The Straits Chinese Magazine: A Malayan Voice
Senior Librarian Bonny Tan traces the history of the influential Straits Chinese Magazine.
Hidden away in that excellent publication, the Straits Chinese Magazine, there is often a good deal of suggestive matter well deserving public attention. (Straits Times, 16 November 1907, p. 6; NL 1975)
Motivations and Impetus
By the late 19th century, there was a small but significant number of Straits Chinese, or Peranakans, who had acquired status, wealth and community standing. The Peranakan community in the Malay Peninsula and Singapore was riding on a wave of economic success and experiencing a renaissance in knowledge and culture.
Though it was through the administration and education systems of the British that they had risen in society, these newly empowered Straits Chinese also sought to have a voice of their own, as the local press was then dominated by white colonialists.
The exigencies of conducting a newspaper for the amusement and information of the European sometimes compel even sensible editors to indulge in practical jokes at the expense of the Asiatic peoples who do not possess a newspaper wherein to retaliate.
— “Editorial – The need for an Asiatic daily,” Straits Chinese Magazine, 9(2), June 1905, p. 41.
It was in this context that these educated anglophile Straits Chinese began The Straits Chinese Magazine: A Quarterly Journal of Oriental and Occidental Culture1 in 1897. The quarterly was the first English serial edited and published by Malayans.2
The magazine lasted 11 years and was “a medium for the discussion of political/social, and other matters affecting the Straits people generally” (Editorial, 1897, SCM, March, 1(1), p. 1). It became a rich collection of literary works and social commentaries including short stories by the Straits Chinese or about them;3 political analysis and insights into Straits Chinese perspectives on Chinese reformation and opinions on the tumultuous events in the motherland (China); and biographical and social commentaries of the people and events in the Straits at a time when the Straits Chinese were politically and financially on the rise. The readers targeted were not just the Straits Chinese but all who were Straits-born as the articles addressed the concerns and interests of Malays, Eurasians, Indians and other races in the Straits.

[Stored records]
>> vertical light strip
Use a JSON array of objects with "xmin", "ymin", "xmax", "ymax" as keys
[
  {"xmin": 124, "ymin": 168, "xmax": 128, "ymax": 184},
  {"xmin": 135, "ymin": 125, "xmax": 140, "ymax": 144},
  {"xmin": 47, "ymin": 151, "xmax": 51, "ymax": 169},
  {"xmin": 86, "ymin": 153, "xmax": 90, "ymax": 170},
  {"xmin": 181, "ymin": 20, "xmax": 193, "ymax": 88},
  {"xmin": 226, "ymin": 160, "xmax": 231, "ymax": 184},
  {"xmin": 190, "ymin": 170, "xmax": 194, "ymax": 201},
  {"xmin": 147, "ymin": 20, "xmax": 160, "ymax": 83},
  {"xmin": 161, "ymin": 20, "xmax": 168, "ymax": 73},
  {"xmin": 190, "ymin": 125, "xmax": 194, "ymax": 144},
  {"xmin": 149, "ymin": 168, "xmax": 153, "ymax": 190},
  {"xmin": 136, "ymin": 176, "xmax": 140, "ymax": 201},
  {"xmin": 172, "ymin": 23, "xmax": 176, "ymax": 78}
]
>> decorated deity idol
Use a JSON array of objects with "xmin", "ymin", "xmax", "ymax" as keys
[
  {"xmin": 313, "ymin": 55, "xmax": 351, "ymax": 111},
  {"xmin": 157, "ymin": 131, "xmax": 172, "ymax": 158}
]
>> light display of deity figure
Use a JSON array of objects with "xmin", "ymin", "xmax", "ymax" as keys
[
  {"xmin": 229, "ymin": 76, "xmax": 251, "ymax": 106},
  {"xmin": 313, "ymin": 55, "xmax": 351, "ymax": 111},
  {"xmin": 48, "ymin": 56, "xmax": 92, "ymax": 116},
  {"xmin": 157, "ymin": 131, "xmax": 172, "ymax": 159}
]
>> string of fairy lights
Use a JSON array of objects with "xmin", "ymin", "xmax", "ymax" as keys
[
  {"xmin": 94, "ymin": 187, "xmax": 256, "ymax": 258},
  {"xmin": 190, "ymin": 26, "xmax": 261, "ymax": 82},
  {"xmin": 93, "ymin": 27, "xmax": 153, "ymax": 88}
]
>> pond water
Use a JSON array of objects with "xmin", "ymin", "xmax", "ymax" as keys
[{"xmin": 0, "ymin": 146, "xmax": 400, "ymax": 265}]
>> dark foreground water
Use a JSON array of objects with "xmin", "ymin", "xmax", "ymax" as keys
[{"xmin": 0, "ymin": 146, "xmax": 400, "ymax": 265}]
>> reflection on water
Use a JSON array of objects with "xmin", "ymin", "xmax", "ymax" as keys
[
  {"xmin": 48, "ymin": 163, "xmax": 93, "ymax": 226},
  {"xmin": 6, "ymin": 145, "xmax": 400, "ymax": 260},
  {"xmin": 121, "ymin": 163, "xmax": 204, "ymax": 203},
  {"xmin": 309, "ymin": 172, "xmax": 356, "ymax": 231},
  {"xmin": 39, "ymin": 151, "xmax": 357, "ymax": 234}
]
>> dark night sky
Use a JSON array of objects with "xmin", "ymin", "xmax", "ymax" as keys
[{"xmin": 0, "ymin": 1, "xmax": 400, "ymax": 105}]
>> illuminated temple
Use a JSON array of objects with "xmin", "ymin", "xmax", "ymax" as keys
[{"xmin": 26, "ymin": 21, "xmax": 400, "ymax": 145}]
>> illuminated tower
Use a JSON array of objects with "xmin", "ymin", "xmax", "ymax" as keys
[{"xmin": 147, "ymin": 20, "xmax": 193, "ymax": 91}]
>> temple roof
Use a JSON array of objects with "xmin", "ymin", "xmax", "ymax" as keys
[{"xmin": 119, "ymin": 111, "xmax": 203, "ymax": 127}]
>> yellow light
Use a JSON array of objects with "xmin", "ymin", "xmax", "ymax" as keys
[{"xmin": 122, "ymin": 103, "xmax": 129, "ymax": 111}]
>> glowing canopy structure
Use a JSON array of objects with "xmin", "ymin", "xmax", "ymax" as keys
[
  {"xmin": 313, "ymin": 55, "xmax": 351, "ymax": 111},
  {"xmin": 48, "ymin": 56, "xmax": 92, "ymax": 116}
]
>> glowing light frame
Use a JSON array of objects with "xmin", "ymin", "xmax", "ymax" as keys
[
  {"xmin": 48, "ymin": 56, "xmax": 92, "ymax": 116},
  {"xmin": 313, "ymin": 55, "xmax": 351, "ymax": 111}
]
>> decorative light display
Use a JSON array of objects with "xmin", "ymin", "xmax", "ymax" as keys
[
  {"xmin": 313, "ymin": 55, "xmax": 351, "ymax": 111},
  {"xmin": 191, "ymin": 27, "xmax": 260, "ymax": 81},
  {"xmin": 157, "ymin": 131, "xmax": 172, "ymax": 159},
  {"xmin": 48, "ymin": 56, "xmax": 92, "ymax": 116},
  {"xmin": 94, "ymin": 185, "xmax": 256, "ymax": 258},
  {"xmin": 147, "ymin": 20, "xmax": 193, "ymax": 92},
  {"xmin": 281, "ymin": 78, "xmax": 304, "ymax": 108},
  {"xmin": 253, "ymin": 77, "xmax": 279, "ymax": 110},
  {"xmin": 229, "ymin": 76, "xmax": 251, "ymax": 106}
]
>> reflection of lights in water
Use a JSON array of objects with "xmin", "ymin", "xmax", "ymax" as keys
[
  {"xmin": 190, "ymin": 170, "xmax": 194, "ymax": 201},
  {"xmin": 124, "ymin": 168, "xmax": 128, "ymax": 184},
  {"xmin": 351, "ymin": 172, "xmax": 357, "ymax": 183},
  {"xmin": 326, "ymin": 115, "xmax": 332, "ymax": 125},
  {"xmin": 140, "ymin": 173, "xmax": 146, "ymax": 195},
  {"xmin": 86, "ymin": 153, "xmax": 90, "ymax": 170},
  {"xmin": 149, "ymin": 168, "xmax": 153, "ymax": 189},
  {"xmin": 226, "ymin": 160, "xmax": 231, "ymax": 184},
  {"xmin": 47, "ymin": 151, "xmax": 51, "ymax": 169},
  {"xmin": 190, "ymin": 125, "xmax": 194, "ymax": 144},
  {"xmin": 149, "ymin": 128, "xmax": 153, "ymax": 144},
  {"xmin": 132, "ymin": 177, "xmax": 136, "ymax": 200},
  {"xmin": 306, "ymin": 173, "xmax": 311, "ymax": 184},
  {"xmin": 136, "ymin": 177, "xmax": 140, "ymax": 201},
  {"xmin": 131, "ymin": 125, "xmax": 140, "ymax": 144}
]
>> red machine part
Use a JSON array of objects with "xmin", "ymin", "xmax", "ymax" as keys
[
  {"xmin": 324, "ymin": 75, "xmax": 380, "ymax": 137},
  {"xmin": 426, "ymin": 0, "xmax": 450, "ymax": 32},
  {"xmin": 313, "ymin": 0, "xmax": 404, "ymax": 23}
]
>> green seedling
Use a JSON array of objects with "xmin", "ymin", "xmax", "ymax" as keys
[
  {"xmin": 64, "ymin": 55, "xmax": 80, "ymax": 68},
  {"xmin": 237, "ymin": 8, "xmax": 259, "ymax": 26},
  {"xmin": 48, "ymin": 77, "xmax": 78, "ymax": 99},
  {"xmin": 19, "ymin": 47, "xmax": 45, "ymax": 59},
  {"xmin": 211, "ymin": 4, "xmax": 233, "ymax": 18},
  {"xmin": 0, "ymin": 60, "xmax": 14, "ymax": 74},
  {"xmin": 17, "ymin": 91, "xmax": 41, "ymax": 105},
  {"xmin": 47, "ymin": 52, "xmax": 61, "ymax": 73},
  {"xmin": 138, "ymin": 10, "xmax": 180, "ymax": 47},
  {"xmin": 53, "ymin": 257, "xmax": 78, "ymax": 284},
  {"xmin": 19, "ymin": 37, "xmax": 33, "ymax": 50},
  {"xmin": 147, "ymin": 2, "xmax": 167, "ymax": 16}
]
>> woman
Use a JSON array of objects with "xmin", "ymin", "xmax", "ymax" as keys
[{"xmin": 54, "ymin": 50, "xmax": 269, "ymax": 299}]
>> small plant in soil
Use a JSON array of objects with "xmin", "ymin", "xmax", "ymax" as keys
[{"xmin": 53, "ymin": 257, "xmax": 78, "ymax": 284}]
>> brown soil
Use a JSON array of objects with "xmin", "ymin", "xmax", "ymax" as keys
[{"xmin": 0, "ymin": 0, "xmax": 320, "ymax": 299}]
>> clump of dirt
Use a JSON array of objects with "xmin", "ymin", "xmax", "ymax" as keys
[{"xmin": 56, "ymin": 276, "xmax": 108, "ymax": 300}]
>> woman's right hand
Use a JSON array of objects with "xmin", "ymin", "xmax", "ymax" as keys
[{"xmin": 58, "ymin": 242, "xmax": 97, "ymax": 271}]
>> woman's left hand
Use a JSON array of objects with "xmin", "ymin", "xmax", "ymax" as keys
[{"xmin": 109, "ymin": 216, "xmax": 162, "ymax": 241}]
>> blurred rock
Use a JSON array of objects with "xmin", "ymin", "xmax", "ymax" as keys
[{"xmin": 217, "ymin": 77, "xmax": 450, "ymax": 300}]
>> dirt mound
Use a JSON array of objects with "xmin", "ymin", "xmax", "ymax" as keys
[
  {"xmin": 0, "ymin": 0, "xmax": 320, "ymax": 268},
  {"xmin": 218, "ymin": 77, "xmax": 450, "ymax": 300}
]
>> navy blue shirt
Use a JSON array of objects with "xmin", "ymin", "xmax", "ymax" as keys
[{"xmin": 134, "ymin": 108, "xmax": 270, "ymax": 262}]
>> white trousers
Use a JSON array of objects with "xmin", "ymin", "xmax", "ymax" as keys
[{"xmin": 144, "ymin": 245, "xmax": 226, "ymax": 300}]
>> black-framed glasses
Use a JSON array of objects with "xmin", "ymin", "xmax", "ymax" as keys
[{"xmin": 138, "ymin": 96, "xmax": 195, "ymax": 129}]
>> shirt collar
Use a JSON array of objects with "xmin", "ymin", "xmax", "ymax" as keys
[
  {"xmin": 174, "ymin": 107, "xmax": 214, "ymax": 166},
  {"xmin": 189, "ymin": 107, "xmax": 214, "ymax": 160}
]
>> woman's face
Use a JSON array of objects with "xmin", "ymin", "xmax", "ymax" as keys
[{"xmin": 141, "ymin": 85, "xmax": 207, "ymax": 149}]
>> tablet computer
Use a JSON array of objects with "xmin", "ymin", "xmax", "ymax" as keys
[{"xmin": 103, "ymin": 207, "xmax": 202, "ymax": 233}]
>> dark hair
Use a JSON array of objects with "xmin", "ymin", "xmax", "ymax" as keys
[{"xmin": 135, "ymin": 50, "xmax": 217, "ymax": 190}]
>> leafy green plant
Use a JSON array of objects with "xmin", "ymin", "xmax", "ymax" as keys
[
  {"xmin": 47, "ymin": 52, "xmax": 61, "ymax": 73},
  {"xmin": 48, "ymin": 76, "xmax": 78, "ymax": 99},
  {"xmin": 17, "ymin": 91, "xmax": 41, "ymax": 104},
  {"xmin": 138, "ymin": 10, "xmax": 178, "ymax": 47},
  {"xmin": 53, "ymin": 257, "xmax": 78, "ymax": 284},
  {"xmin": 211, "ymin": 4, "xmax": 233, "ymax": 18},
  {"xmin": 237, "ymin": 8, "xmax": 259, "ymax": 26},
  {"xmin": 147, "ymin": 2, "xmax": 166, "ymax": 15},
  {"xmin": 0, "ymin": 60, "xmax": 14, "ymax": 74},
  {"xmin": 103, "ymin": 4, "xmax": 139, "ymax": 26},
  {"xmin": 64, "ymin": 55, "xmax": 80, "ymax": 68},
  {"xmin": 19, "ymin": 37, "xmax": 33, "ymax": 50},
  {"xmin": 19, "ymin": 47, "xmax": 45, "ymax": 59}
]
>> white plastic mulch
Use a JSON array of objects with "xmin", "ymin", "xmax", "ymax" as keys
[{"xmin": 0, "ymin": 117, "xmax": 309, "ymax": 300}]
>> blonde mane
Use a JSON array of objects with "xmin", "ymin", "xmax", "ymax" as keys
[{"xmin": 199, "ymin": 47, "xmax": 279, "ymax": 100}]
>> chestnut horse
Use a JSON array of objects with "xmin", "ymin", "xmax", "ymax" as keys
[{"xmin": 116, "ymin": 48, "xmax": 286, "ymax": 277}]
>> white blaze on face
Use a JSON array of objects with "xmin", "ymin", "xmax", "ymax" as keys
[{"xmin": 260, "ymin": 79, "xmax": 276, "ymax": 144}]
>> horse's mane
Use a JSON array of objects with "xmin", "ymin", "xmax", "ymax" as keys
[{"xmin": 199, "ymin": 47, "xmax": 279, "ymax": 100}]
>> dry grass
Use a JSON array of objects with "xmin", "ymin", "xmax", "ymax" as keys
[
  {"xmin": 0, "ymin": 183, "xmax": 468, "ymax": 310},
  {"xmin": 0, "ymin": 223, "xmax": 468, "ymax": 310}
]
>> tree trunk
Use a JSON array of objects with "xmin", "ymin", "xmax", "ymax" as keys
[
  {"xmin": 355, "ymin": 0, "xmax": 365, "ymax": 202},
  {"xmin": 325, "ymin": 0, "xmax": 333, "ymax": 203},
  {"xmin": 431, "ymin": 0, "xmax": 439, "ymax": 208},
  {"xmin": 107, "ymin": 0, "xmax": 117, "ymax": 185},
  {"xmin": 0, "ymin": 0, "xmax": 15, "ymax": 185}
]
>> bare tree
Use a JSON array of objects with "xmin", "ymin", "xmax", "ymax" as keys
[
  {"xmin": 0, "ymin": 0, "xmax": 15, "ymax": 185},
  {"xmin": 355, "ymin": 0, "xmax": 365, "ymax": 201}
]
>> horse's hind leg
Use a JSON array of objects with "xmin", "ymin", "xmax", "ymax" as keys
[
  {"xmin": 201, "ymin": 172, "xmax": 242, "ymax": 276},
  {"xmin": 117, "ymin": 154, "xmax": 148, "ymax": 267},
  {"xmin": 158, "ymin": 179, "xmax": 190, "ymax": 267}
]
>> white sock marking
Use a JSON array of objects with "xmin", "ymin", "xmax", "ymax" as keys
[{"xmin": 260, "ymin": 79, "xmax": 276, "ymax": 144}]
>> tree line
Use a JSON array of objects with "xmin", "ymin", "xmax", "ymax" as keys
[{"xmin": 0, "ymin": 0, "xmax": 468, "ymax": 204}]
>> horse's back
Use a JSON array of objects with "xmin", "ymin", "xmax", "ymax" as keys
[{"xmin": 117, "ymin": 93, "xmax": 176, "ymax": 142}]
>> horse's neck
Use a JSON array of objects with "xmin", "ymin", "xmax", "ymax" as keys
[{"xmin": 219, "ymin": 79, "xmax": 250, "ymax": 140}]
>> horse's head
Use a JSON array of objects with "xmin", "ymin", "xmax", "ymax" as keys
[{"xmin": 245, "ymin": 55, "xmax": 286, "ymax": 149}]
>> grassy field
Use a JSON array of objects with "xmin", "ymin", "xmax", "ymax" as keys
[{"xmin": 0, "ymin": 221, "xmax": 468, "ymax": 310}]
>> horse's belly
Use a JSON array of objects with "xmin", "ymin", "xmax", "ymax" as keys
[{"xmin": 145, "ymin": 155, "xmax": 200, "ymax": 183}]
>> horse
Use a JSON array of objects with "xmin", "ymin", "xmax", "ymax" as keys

**EXERCISE 1:** Retype the passage of the article on the Straits Chinese Magazine, starting at "Hidden away in" and ending at "6; NL 1975)".
**EXERCISE 2:** Pick up the article on the Straits Chinese Magazine after its final sentence and carry it forward.

**TASK ANSWER 1:**
Hidden away in that excellent publication, the Straits Chinese Magazine, there is often a good deal of suggestive matter well deserving public attention. (Straits Times, 16 November 1907, p. 6; NL 1975)

**TASK ANSWER 2:**
Cultural Loyalties
Lim Boon Keng, co-founder of The Straits Chinese Magazine, stated that “[t]he main object of this Magazine is to promote intellectual activity amongst the Straits-born people, and to guide the present chaotic state of public opinion among them to some definite end” (Editorial, 1897, SCM, March, 1(1), p. 2). This “chaotic state of public opinion” was the “counter-pull of three different cultural loyalties [which] threatened a ‘crisis of identity’ among the rising younger generation of Singapore Chinese” (Turnbull, p. 103). This elite group of Straits Chinese remained proud of their British heritage and continued to respect their colonial masters, but a rising and tumultuous China, as well as identification with the people of Malaya, goaded them to articulate a new definition of being Chinese in British Malaya.
In the Straits Settlements, the Straits Chinese who had resided there for several generations had adopted local ways and spoke Baba Malay at home and in business. Yet, because of their education in British institutions and employment in British agencies, the Straits Chinese idealised British culture and sought to be part of the culture which surrounded them. Almost two decades previously, in 1879, Vaughan4 noted that there was “nothing they rejoice[d] in more than being British subjects” (Vaughan, 1879, p. 4) or “orang putih” (white man – Caucasian).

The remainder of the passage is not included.